(PROVIDED RECORDS begins)
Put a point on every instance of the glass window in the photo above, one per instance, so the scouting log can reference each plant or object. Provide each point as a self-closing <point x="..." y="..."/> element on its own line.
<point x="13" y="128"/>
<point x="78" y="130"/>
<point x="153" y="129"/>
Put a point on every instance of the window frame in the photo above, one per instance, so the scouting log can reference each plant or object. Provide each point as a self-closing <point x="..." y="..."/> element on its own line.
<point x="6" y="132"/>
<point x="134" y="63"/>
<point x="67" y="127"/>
(PROVIDED RECORDS ends)
# WORK REQUEST
The records above must each be restated exactly as they stand.

# ANSWER SECTION
Put a point on every instance of the glass window in the photo above, one per instance, so the scouting log can reference each plant or object. Provide each point as a self-closing <point x="..." y="..."/> element on its own line.
<point x="13" y="128"/>
<point x="78" y="130"/>
<point x="153" y="129"/>
Put a point on every instance of the window frame in the photo above, one per instance, so the scouting log can reference each plant or object. Provide each point as a self-closing <point x="..." y="..."/> element on its own line.
<point x="6" y="132"/>
<point x="134" y="63"/>
<point x="67" y="127"/>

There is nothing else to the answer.